Gustavo Zagrebelsky, Sulla democrazia
Teatro Carignano, Biennale
Democrazia,
Torino 23 aprile
2009
Anticipata dal discorso
del presidente Napoletano, davvero discorso “politico” in senso alto, la
Biennale Democrazia di Torino si è aperta con la lezione di Gustavo
Zagrebelsky (iniziata con un’ora di ritardo per dare tempo alla passerella
pubblicitaria degli sponsors). Sarà da leggere bene il testo intero, perché
l’oratore ne ha fatto solo un riassunto per mancanza di tempo. Molti rimasti
fuori dal teatro seguivano sul maxischermo, nella storica piazza Carignano.
Bello spettacolo gli studenti seduti a terra che prendevano appunti sui
quaderni (come me). Ho pregato un fotografo di riprendere questa immagine
simbolica.
Qui riporto una prima
sintesi dai miei appunti. Tra parentesi quadra qualche mia breve
nota.
La democrazia è come
l’aria: ci si accorge della sua importanza quando manca. Nella definizione
di Rousseau, è quella forma di associazione in cui ciascuno, obbedendo a
tutti, non obbedisce che a se stesso. [Avrei gradito la scelta di una
definizione meno individualistica]. La democrazia è irraggiungibile, ma
ci deve stare a cuore. Tutte le società sono sempre state governate da
oligarchie, anche nelle dittature. Questa è una legge ferrea della storia.

Consegne:
1) Riscrivi il brano estratto da "Qui riporto una" fino a "ferrea della storia." compreso, sostituendo "oligarchie" con "minoranze ristrette".
2) Nel resoconto della lezione di Zagrebelsky, dove seguivano la lezione molti di quelli rimasti fuori dal teatro?

Righe del dataset:
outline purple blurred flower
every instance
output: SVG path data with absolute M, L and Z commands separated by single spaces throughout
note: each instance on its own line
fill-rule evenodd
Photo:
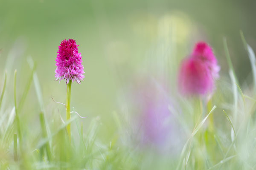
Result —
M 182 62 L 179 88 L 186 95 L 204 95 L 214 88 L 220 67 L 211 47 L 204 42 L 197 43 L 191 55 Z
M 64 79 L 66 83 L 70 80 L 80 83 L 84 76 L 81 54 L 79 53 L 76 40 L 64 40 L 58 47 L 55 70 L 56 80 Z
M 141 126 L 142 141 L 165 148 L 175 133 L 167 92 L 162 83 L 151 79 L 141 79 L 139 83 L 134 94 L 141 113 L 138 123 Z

--

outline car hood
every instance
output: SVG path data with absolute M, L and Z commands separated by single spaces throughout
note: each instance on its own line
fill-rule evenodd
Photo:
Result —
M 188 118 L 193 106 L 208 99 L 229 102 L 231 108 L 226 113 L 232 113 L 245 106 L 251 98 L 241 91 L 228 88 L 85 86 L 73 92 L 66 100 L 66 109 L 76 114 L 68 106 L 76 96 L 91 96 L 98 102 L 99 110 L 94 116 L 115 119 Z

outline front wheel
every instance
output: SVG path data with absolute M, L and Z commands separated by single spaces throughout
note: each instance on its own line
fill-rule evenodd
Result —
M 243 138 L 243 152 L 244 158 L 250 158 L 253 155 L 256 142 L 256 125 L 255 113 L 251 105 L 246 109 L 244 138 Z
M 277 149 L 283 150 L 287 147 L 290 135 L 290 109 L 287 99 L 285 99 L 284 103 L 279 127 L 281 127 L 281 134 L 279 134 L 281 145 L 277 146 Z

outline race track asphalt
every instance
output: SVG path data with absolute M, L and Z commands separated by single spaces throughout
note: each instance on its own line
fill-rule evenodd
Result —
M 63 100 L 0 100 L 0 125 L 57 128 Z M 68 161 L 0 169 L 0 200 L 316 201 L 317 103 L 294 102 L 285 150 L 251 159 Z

Elenco risposte:
1)
Qui riporto una prima
sintesi dai miei appunti. Tra parentesi quadra qualche mia breve
nota.
La democrazia è come
l’aria: ci si accorge della sua importanza quando manca. Nella definizione
di Rousseau, è quella forma di associazione in cui ciascuno, obbedendo a
tutti, non obbedisce che a se stesso. [Avrei gradito la scelta di una
definizione meno individualistica]. La democrazia è irraggiungibile, ma
ci deve stare a cuore. Tutte le società sono sempre state governate da
minoranze ristrette, anche nelle dittature. Questa è una legge ferrea della storia.

2) Sul maxischermo, nella storica piazza Carignano.